### Exercise requirements
All that is wanted is an exact copy of the line containing "Query: horizontal beam" and the lines after it, through the end of the records.

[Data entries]
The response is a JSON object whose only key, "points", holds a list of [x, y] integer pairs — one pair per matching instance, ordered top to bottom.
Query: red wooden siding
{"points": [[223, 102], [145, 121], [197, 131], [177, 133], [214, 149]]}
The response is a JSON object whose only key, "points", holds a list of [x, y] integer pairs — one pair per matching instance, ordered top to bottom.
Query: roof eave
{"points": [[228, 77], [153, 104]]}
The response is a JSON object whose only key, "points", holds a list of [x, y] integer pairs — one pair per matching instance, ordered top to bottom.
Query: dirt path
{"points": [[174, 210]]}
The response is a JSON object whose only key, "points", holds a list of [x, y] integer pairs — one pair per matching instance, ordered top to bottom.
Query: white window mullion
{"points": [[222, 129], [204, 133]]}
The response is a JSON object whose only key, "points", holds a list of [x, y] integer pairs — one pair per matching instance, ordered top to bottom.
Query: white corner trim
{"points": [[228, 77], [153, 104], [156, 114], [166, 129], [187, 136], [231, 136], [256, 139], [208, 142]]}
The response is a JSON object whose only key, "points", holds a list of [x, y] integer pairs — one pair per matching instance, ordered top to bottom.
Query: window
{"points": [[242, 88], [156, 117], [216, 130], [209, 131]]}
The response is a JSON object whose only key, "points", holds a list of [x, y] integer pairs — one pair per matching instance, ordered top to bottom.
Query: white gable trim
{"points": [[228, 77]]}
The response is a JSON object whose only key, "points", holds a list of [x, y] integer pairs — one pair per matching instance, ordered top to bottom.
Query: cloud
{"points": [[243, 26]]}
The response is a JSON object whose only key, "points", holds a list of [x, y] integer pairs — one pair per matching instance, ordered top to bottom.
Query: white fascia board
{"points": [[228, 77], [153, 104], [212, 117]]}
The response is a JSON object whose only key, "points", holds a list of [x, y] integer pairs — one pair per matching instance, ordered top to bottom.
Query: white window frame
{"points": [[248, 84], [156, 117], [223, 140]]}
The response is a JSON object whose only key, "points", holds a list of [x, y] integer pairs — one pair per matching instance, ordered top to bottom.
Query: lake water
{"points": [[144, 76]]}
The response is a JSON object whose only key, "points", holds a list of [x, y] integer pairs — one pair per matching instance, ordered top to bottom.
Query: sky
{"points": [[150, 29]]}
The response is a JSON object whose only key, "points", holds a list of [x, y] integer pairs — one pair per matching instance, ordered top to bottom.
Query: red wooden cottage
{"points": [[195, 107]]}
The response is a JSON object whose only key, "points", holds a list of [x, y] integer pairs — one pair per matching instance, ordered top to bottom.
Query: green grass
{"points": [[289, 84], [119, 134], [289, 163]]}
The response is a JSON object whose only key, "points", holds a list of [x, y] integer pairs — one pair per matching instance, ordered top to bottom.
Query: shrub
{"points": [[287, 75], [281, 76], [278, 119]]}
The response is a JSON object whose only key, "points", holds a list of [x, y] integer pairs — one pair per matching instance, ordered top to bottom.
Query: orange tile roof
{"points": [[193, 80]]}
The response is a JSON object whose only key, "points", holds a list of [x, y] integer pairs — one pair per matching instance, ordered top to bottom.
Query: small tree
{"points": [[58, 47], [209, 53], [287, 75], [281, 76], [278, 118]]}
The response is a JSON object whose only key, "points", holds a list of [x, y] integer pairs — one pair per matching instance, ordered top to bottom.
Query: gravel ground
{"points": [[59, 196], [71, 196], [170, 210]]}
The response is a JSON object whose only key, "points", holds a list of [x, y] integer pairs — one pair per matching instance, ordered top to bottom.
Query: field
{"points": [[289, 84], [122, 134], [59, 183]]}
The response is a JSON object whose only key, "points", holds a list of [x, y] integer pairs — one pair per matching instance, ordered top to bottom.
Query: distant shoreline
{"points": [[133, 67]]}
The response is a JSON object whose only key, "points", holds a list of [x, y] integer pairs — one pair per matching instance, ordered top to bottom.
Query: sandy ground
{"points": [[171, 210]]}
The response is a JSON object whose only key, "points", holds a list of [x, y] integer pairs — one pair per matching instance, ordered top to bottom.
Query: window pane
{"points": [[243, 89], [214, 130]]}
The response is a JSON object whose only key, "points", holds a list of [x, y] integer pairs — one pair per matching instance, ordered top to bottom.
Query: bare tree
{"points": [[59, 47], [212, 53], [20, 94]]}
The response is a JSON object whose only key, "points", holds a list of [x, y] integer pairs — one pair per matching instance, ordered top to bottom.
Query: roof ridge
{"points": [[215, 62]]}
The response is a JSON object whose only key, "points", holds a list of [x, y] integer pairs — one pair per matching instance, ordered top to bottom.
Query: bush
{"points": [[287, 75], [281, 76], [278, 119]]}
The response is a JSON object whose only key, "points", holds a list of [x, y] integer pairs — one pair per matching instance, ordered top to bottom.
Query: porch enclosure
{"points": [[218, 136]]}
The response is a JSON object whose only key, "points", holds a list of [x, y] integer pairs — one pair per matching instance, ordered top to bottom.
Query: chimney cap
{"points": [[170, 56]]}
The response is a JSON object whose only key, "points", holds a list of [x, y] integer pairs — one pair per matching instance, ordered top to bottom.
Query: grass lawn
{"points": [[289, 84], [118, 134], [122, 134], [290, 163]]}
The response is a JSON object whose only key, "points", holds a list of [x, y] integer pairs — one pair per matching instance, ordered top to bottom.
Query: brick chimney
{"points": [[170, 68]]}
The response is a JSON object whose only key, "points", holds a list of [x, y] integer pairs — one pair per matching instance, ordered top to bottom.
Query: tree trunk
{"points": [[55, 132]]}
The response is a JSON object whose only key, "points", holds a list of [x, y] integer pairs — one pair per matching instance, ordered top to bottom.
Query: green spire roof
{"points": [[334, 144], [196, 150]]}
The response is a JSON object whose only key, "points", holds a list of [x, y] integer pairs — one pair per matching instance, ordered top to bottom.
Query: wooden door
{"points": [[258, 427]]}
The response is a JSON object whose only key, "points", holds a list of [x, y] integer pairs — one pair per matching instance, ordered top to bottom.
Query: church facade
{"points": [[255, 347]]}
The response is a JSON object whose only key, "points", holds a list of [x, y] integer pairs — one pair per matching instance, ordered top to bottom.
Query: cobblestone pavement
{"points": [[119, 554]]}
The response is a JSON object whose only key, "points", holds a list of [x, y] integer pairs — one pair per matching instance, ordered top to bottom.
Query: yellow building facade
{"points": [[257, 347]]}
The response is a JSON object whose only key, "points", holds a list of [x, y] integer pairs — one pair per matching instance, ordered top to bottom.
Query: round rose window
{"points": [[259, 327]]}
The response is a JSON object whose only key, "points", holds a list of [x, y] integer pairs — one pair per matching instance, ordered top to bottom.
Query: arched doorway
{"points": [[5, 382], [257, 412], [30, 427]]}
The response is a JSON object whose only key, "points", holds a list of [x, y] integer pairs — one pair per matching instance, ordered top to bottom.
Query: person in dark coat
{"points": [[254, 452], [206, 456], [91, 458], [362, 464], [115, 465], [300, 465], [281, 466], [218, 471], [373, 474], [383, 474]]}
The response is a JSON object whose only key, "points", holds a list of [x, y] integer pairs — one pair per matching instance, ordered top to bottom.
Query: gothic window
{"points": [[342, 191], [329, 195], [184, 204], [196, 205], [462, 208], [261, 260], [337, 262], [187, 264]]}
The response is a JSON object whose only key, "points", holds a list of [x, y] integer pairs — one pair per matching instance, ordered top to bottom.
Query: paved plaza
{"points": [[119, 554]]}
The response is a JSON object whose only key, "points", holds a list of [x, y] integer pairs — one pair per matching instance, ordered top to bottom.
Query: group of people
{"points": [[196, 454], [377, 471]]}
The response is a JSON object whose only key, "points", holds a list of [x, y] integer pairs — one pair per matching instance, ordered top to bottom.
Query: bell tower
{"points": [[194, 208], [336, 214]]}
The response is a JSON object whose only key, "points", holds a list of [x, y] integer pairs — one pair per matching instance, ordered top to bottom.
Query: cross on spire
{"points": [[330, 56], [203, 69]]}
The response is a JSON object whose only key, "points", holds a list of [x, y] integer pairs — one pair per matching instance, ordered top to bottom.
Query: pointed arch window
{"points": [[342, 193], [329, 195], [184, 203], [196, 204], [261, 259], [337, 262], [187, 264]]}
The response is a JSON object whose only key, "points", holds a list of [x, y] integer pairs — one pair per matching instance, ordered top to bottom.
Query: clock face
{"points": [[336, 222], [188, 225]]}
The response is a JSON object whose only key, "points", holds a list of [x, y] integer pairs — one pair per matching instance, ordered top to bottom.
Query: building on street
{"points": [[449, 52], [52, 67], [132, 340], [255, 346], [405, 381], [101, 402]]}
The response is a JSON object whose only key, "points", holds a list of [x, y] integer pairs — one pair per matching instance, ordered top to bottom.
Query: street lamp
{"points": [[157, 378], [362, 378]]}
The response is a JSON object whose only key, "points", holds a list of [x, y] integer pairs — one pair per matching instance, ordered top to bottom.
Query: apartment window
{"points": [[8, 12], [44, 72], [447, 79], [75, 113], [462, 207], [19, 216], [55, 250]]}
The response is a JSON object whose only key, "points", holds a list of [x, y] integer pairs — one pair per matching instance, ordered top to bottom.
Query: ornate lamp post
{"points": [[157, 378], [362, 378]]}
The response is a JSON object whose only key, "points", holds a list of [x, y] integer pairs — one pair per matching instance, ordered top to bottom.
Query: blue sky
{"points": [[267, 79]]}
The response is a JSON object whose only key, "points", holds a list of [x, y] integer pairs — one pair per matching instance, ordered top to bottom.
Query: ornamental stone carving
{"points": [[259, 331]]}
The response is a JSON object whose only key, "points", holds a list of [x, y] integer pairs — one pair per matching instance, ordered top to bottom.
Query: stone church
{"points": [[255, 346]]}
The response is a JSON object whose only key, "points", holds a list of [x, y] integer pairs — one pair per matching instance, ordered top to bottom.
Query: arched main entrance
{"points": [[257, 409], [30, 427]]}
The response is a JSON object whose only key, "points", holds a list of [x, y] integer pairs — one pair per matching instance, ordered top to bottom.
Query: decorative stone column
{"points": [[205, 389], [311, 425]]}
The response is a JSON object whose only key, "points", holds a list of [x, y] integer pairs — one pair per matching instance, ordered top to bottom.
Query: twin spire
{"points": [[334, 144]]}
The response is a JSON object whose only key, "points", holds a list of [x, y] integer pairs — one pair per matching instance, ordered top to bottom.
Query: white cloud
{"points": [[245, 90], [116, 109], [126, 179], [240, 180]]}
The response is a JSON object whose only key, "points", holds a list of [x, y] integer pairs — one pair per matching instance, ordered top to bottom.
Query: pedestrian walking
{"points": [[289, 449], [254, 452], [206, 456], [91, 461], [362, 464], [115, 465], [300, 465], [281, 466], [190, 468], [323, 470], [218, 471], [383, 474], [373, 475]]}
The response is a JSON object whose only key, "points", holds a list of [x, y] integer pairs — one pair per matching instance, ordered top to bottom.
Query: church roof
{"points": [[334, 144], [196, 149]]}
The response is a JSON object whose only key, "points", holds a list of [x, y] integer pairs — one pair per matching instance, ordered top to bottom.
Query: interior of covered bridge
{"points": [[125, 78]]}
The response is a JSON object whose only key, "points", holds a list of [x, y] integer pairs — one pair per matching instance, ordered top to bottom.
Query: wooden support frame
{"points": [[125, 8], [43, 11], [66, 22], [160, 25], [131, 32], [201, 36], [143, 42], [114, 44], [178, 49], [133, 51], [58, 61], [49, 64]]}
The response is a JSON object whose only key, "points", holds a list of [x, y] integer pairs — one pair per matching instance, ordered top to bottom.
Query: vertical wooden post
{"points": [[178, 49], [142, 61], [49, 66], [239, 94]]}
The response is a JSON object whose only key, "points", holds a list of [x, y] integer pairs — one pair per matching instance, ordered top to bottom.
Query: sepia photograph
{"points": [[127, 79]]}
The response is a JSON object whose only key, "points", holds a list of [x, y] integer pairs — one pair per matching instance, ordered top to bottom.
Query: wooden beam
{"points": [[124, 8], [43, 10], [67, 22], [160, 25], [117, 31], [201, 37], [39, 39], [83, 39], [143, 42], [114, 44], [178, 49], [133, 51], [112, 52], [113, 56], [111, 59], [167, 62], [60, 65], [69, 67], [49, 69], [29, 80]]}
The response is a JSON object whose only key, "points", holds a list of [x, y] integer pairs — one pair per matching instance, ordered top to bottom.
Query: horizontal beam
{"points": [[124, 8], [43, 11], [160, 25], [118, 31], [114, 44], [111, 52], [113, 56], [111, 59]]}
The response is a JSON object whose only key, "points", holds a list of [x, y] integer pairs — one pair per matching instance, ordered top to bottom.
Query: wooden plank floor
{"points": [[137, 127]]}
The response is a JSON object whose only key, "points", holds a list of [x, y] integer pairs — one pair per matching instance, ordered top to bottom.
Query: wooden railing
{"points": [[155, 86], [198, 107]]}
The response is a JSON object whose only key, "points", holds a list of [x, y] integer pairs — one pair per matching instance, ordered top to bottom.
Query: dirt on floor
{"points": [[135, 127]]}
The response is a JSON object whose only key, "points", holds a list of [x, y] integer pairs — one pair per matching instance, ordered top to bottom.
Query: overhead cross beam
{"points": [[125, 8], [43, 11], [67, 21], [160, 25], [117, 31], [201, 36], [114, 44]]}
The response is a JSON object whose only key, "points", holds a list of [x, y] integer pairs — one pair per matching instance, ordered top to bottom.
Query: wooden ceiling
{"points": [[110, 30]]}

### Reply to the task
Query: horizontal beam
{"points": [[124, 8], [43, 11], [160, 25], [118, 31], [114, 44], [111, 52], [113, 56], [111, 59]]}
The response is a JSON object whose only key, "points", holds a list of [x, y] integer pairs — one pair per matching instance, ordered top to bottom.
Query: wooden plank floor
{"points": [[137, 127]]}
The response is a JSON object whose only key, "points", holds a list of [x, y] integer pairs — one pair per matching instance, ordered top to bottom.
Query: wooden railing
{"points": [[155, 86], [198, 107]]}
The response is a JSON object whose only key, "points", holds a list of [x, y] integer pairs — one pair per matching instance, ordered top to bottom.
Query: dirt on floor
{"points": [[135, 127]]}
The response is a JSON object whose only key, "points", holds a list of [x, y] integer pairs — one pair per matching instance, ordered top to bottom.
Query: overhead cross beam
{"points": [[125, 8], [43, 11], [67, 21], [160, 25], [117, 31], [201, 36], [114, 44]]}
The response is a JSON object whose only key, "points", holds a list of [x, y] integer pairs — one pair per matching instance, ordered top to bottom.
Query: wooden ceiling
{"points": [[110, 30]]}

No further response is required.